• **Supplied data**
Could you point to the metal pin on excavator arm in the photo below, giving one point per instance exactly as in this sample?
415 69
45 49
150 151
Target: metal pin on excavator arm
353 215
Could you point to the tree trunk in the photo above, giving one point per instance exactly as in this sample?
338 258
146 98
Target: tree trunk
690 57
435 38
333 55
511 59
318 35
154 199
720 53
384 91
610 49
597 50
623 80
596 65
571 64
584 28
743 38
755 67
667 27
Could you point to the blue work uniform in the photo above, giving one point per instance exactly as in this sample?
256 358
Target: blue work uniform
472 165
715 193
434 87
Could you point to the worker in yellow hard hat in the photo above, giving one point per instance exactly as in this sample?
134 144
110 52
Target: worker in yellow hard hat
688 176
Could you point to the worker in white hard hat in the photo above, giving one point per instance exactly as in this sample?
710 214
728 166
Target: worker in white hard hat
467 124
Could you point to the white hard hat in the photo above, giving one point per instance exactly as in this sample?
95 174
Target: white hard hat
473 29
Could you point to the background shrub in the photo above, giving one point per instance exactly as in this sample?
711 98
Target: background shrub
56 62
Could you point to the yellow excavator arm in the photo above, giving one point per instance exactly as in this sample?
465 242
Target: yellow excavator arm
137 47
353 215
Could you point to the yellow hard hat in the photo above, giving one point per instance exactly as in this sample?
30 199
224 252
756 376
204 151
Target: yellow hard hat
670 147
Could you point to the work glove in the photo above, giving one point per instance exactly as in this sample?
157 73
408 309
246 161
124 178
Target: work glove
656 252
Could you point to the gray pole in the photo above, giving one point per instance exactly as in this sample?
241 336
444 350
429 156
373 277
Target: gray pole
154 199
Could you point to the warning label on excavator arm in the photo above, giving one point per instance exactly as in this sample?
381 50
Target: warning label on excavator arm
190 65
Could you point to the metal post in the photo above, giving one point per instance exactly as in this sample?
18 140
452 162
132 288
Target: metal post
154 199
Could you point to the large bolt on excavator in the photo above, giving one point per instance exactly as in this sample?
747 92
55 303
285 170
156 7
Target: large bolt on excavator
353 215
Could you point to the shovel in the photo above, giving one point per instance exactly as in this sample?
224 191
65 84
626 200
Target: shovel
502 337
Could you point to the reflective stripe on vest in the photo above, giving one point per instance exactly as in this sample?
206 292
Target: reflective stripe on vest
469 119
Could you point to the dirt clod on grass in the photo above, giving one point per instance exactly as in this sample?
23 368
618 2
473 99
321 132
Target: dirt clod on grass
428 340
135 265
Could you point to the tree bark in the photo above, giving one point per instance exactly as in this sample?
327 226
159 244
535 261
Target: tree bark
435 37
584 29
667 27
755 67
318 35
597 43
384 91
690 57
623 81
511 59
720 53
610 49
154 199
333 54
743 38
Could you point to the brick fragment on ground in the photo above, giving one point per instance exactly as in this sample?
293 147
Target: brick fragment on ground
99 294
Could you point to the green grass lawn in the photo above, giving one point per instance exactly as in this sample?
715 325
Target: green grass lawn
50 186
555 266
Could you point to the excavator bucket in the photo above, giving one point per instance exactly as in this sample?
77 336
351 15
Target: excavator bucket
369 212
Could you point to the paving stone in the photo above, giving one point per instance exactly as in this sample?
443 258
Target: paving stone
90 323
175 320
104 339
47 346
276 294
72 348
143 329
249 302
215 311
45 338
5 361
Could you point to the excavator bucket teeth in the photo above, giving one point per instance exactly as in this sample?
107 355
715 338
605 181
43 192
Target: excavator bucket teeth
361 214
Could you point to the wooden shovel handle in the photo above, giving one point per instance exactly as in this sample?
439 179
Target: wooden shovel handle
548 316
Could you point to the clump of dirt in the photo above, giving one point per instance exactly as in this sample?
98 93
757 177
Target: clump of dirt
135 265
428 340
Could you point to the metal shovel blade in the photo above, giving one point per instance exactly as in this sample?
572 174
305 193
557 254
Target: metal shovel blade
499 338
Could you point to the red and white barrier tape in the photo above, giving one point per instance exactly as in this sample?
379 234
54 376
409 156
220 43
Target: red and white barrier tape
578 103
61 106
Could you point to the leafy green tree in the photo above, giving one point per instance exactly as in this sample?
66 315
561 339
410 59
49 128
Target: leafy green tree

• **Work to be completed**
Every line in the material must be retyped exactly, with none omitted.

• **Response to this exercise**
Could you point to the metal pin on excavator arm in the photo below, giving one point per instance exactly as in this sample?
415 69
45 49
150 151
Target: metal pin on excavator arm
353 215
Could you point to the tree trunk in the photo above, giving one point per instance exactly as in this sample?
338 258
146 98
Target: tree trunk
690 57
435 38
333 55
511 59
318 35
154 199
720 53
384 91
610 49
597 50
623 80
596 65
571 64
584 28
743 38
755 67
667 27
Could you point to the blue work uniform in the photo above, giving one point per instance exactly as in this sample?
256 358
Target: blue work uniform
472 165
715 193
434 87
Could you point to the worker in yellow hard hat in the photo above, giving one point per instance exactly as in this sample?
134 144
110 52
Target: worker in yellow hard hat
688 176
Could you point to the worker in white hard hat in the photo above, giving one point per instance exactly as in this sample?
710 214
728 166
Target: worker in white hard hat
467 124
Could you point to the white hard hat in the photo above, giving one point per instance exactly as in this sample?
95 174
Target: white hard hat
473 29
Could you point to the background shrub in the photo above, giving one point per instance exactly as in this sample?
711 98
Target: background shrub
56 62
Could you point to the yellow excavator arm in the photo above, giving one point per instance exactly as in this sample?
465 242
Target: yellow excavator arm
137 47
353 215
Could you point to the yellow hard hat in the photo above, giving one point per instance exactly as in this sample?
30 199
224 252
756 376
204 151
Target: yellow hard hat
670 147
Could you point to the work glove in the photo above, giving one point per instance exactly as in this sample?
157 73
408 309
246 161
124 178
Target: work glove
656 252
Could you point to the gray pole in the photo above, giving one point per instance exactly as in this sample?
241 336
444 350
429 156
373 277
Target: gray pole
154 199
Could you point to the warning label on excavator arm in the photo above, giving one point per instance exactly as in this sample?
381 50
Target: warning label on excavator arm
190 65
Could you point to the metal post in the photo above, giving one point per instance exactly as in this sample?
18 140
452 162
132 288
Target: metal post
154 199
Could you point to the large bolt on excavator in the photo above, giving one point per instance exactly as in this sample?
747 92
55 303
285 170
156 7
Target: large bolt on excavator
353 215
Could you point to the shovel in the photo above, giving one point per instance exactly as in this sample?
224 191
65 84
626 200
Target: shovel
502 337
Could you point to the reflective stripe on vest in the photo above, giving one point per instance exactly as in this sample?
206 292
Target: reflective stripe on vest
469 119
Could you point to the dirt clod on grass in the photo above, giving one point per instance exactly as in this sample?
23 368
618 2
473 99
321 132
Target: dirt clod on grass
428 340
135 265
Could you point to the tree bark in the photo above, giving one point per instance exactly as in this sample?
327 226
159 244
535 261
Target: tree bark
435 37
584 29
667 27
755 67
318 35
597 43
384 91
690 57
623 81
511 59
720 53
610 49
154 199
333 54
743 38
Could you point to the brick fragment on ground in the photo above, giving one point per instance exactly as in this sample?
293 147
Target: brick fragment on ground
99 294
Could you point to the green grass lawn in the photo above, giving one point per instance exactly as in this sample?
715 325
Target: green grass lawn
50 186
555 266
Could you point to the excavator bucket in the photo above, giving one point per instance exactly as in this sample?
77 336
351 15
Target: excavator bucket
369 212
Could you point to the paving stone in the photo above, giving one point per instance exactly as in this sample?
443 258
Target: paving stone
90 323
175 320
104 339
47 346
276 294
72 348
143 329
249 302
215 311
45 338
5 361
Could you point to the excavator bucket teeth in the photo above, giving one point per instance exactly as in this sample?
107 355
715 338
605 181
43 192
Target: excavator bucket teeth
361 214
Could you point to the wooden shovel handle in the photo above, giving one point per instance exactly as in this sample?
439 179
Target: wooden shovel handle
548 316
Could you point to the clump of dirt in the photo above, giving one point per instance exactly as in this sample?
98 93
757 177
Target: clump of dirt
135 265
428 340
Could you point to the metal shovel blade in the photo above, giving one point per instance exactly as in this sample?
572 174
305 193
557 254
Target: metal shovel blade
499 338
Could you point to the red and white barrier tape in the photo above, giving one point per instance exactly as in this sample?
379 234
54 376
409 156
220 43
Target: red and white barrier tape
578 103
61 106
Could you point to the leafy green tree in the photo above, giving one point per instance exactly as in this sample?
66 315
561 339
410 59
49 128
Target: leafy green tree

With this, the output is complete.